## [Requirements]
Reproduce the listing starting at the line containing "of the rocky" and ending at the line containing "x=480, y=682", requests included, with every coordinate in the answer points raised by 135. The sample points inside the requests stay as they are.

## [Records supplied]
>>>

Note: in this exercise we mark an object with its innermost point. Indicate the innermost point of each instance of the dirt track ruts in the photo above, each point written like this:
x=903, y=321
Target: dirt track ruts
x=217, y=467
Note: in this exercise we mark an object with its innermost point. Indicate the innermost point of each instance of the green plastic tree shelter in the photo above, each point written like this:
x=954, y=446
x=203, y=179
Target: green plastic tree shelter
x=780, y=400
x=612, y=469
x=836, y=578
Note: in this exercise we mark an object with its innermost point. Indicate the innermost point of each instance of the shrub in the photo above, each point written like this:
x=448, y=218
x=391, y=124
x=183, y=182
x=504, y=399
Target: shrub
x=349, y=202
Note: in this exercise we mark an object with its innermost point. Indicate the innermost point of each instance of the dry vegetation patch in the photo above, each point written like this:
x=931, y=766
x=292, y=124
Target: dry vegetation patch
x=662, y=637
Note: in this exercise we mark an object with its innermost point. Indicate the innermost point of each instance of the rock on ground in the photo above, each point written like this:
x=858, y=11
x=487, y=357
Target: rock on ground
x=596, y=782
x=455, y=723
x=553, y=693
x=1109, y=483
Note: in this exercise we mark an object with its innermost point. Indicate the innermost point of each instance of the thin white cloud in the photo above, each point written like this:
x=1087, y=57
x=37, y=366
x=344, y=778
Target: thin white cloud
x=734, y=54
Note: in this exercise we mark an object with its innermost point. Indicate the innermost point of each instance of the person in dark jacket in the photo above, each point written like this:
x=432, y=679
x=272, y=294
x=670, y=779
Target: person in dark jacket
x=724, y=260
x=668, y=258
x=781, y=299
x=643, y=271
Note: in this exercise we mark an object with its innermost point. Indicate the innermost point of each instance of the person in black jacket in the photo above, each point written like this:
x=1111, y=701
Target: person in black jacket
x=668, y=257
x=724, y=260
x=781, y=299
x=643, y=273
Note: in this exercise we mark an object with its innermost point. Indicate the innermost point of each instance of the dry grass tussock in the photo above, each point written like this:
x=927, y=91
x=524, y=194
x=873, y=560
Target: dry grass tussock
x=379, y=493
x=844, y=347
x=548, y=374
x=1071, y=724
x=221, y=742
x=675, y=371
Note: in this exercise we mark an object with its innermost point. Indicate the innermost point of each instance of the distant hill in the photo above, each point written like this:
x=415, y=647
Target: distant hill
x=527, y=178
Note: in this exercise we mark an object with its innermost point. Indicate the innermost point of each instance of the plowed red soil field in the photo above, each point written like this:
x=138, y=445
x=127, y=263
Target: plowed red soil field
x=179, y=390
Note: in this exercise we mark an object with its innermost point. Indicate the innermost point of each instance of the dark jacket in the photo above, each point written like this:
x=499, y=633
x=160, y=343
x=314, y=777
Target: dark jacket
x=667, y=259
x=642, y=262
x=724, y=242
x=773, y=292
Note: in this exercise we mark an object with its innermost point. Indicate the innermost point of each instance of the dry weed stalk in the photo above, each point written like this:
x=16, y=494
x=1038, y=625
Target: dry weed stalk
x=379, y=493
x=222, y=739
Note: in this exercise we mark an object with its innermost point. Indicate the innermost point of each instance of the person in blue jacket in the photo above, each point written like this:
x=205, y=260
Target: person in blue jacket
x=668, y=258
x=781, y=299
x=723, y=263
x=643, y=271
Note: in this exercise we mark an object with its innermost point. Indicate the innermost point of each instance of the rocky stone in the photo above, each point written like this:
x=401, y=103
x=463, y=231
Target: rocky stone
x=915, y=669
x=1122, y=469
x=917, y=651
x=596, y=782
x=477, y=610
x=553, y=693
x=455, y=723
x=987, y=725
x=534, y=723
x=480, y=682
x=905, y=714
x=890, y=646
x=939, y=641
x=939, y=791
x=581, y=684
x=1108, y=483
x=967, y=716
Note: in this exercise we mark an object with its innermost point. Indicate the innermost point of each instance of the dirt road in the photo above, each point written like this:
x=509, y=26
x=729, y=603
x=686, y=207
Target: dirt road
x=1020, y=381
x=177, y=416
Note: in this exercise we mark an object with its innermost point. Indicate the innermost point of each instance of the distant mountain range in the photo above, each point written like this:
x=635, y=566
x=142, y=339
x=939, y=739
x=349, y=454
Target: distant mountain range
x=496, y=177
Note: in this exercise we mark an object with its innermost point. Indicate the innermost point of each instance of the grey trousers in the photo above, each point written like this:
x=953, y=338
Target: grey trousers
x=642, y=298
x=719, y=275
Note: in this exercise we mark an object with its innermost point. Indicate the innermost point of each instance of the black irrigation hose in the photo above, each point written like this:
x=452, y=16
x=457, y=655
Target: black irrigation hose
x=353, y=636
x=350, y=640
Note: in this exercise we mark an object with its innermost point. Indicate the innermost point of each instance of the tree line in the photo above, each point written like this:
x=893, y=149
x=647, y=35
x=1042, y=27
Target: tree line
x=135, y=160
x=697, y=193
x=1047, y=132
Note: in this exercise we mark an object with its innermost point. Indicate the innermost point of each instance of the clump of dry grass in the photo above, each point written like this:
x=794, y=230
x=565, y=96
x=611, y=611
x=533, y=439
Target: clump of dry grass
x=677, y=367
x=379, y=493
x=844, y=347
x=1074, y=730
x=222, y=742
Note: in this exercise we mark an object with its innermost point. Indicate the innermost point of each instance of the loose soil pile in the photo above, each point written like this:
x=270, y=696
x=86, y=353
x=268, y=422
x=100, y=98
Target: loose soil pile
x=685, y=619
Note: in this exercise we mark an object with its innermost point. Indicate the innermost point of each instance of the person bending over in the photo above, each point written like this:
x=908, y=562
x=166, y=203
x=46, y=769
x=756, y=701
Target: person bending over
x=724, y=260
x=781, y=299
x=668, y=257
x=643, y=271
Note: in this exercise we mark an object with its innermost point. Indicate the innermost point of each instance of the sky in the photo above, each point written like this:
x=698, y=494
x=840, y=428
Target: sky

<<<

## [Full answer]
Note: in this exercise we mark an object with its innermost point. Indicate the innermost point of each instance of the rocky stone in the photo above, each point written like this:
x=401, y=103
x=463, y=231
Target: rocky stone
x=1050, y=804
x=1257, y=604
x=1052, y=786
x=731, y=917
x=612, y=745
x=688, y=828
x=590, y=858
x=1122, y=860
x=669, y=858
x=615, y=817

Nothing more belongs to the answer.